Selected text:
Page MenuHomePhabricator

Automatically trigger waitForReplication after a sufficiently high number of rows has been written
Closed, ResolvedPublic

Description

T57420: Remove local wiki password hash when CentralAuth has attached account caused a small outage due to a missing waitForReplication call. It might be worth to investigate ways to automatically prevent such errors. The database handle fetches the number of changed rows after write queries. It could keep track and automatically trigger replication wait when a certain threshold is hit. This can only be done when there is no transaction open, but maintenance scripts generally don't have transactions so that would work out.

Event Timeline

Tgr created this task.Oct 1 2018, 4:58 PM
Restricted Application added a subscriber: Aklapper. · View Herald TranscriptOct 1 2018, 4:58 PM
Tgr added a comment.Oct 1 2018, 4:58 PM

I don't know the DB layer well enough to tell if this is a sane idea... just putting it out there.

Information shown:
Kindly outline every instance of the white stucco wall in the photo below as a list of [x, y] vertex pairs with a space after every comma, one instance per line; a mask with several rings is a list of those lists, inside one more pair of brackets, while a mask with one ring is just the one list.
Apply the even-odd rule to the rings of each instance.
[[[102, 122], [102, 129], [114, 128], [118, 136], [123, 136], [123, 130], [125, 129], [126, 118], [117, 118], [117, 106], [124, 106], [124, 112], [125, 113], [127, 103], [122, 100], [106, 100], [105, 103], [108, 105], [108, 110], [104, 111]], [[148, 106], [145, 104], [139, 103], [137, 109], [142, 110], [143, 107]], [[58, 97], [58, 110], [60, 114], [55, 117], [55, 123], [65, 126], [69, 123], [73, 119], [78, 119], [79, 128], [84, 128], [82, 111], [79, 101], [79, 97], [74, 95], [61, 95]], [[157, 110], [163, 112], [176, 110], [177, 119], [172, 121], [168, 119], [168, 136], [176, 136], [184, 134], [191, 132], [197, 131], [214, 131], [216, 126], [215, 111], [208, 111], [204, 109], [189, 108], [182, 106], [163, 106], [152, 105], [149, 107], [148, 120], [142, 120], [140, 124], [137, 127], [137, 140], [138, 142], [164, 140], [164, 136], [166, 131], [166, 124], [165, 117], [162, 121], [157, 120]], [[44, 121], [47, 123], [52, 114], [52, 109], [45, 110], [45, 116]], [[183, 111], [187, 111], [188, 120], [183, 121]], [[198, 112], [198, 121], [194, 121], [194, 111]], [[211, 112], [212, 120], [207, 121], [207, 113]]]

Things to do:
A. Answer these questions about the Phabricator task page, one per line:
(i) Which task caused a small outage because of a missing waitForReplication call?
(ii) When can the replication wait be triggered automatically?
(iii) What date and time is given for when the task was created?
B. Can you quote the Phabricator task page, starting at "T57420: Remove local" and ending at "it out there."?

The answers:
A.
(i) T57420: Remove local wiki password hash when CentralAuth has attached account
(ii) Only when there is no transaction open.
(iii) Oct 1 2018, 4:58 PM

B.
T57420: Remove local wiki password hash when CentralAuth has attached account caused a small outage due to a missing waitForReplication call. It might be worth to investigate ways to automatically prevent such errors. The database handle fetches the number of changed rows after write queries. It could keep track and automatically trigger replication wait when a certain threshold is hit. This can only be done when there is no transaction open, but maintenance scripts generally don't have transactions so that would work out.

Event Timeline

Tgr created this task.Oct 1 2018, 4:58 PM
Restricted Application added a subscriber: Aklapper. · View Herald TranscriptOct 1 2018, 4:58 PM
Tgr added a comment.Oct 1 2018, 4:58 PM

I don't know the DB layer well enough to tell if this is a sane idea... just putting it out there.